* _Directives_:
1 - Could you repeat, word for word, the part of the mile workout article starting with "1–2 x 600–800m" and going on through "more aerobic work."?
2 - Can you carry on the mile workout article from the point where it stops?
::: Document extract :::
This challenging interval workout is perfect for sharpening road warriors to run the mile, or just to keep you in touch with speed.

Looking for a workout that might help you convert your road-racing skills to a mile PR? My favorite is one I call the inverted speed pyramid. Doing it a couple of times, a week apart, starting 2½ weeks before the race, is a great way to goose yourself from 5K/10K/half marathon training into “mile” mode without disrupting your road racing with a lot of specialized miler training.

Inverted pyramids are workouts in which you start with long intervals, then run progressively shorter ones until the midpoint. Then you reverse the progression and climb back up to longer ones.

The Workout:

1–2 x 600–800m @ 5K pace

2 x 400m @ mile pace

2 x 200m @ 800m pace

2 x 400m @ mile pace

2 x 600–800m @ 5K pace

This workout begins by warming up your aerobic system with a couple of intervals at 5K pace — not a lot, but enough to notice. A pair of 600s or 800s is plenty. Then you shift to 400s at 1500m/mile speed, followed by a couple of even-faster 200s, perhaps at 800m race pace. After which you climb back up the ladder, finishing with a bit more aerobic work.
::: Dataset extract :::
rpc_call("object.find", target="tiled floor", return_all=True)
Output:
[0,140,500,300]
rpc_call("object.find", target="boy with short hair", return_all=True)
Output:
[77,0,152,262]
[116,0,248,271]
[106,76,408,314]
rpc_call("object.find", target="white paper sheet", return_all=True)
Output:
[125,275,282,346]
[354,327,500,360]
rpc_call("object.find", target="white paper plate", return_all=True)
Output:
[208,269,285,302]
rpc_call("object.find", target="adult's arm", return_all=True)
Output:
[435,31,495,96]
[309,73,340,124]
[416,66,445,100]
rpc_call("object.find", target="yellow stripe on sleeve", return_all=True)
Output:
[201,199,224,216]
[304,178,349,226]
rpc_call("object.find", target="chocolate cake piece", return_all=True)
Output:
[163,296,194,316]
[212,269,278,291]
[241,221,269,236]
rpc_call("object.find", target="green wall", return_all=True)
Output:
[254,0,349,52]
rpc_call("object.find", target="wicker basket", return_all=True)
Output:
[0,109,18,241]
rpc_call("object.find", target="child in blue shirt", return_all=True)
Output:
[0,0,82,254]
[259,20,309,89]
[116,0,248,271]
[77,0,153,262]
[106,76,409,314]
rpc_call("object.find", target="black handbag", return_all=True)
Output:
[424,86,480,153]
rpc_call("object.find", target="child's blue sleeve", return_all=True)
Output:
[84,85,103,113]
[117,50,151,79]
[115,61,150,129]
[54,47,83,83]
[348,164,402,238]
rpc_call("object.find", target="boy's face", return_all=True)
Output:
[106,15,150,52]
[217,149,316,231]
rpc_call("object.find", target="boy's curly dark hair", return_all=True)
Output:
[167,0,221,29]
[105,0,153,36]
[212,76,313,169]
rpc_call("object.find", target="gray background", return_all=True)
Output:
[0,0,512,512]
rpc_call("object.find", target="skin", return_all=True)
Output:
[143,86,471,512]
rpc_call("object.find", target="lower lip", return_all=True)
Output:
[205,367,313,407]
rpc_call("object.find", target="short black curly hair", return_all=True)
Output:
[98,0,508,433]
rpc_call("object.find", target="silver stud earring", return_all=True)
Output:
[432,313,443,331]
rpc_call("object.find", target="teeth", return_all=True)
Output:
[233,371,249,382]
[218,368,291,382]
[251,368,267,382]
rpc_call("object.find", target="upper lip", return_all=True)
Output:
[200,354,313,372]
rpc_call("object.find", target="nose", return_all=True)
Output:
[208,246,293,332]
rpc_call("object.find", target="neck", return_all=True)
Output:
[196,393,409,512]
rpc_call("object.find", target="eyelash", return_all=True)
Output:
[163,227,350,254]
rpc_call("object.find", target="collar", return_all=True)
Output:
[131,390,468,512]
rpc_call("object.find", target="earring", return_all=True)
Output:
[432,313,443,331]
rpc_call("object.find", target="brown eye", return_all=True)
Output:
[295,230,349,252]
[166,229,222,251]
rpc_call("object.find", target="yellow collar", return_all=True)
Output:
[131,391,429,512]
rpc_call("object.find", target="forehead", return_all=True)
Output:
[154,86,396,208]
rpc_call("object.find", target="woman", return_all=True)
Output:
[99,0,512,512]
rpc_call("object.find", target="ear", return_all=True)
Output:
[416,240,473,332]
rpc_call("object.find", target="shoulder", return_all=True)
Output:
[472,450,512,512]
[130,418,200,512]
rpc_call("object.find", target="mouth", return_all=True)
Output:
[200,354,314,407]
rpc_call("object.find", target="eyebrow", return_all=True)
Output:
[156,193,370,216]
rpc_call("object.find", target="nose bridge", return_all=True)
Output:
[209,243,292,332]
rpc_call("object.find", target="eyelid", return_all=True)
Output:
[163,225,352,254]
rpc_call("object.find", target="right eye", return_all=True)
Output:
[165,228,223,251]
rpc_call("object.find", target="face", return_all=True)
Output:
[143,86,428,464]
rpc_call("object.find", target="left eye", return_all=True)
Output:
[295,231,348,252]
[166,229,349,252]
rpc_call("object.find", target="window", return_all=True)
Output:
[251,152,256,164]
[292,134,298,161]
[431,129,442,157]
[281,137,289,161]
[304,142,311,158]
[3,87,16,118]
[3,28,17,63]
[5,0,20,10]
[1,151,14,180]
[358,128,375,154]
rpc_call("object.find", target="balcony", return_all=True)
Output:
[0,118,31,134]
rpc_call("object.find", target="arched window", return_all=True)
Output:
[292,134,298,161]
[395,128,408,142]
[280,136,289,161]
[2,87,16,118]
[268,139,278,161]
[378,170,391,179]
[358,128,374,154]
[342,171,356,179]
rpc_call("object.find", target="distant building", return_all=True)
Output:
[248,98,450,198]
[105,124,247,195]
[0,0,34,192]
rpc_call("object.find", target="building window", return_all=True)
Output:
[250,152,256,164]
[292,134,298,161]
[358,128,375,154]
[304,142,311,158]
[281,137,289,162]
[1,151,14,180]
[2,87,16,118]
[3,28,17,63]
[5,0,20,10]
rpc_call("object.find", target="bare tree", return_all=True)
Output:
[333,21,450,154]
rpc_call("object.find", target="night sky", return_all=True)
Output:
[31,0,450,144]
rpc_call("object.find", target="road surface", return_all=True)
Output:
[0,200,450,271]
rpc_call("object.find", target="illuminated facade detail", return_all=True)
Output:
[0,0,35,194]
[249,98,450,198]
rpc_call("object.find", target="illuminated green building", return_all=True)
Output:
:::
* _Answer set_:
1 -
1–2 x 600–800m @ 5K pace

2 x 400m @ mile pace

2 x 200m @ 800m pace

2 x 400m @ mile pace

2 x 600–800m @ 5K pace

This workout begins by warming up your aerobic system with a couple of intervals at 5K pace — not a lot, but enough to notice. A pair of 600s or 800s is plenty. Then you shift to 400s at 1500m/mile speed, followed by a couple of even-faster 200s, perhaps at 800m race pace. After which you climb back up the ladder, finishing with a bit more aerobic work.

2 -
Mimicking the Race Challenge

It’s tough, but fun. Descending the ladder is relatively easy, but coming back up is more challenging, both mentally and physically.

But that makes it a great way to prepare yourself for how you’ll feel in the toughest parts of the mile. “I was really surprised by this workout,” Josie Johnson, one of the runners in my group, told me the first time she did it. “It definitely was a great simulator of those last 1-2 laps. “It felt like the first half of the workout was very achievable, but the second stage was where those race skills were challenged.”

It also requires you to run smart, a useful skill for races of any distance. That’s because if you can’t control your pace as you move back up the distance ladder, you’re going to blow up and not be able to finish. “[You] really have to think about what [you’re] doing,” says Eugene, Oregon, coach Bob Williams.

Mike Caldwell, coach of the ASICS Greenville Track Club-Elite notes that it also fits nicely into the multi-pace training theory advanced in the 1960s and ‘70s by Frank Horwill, founder of the British Milers’ Club. “You are taxing both the aerobic and anaerobic systems,” he says.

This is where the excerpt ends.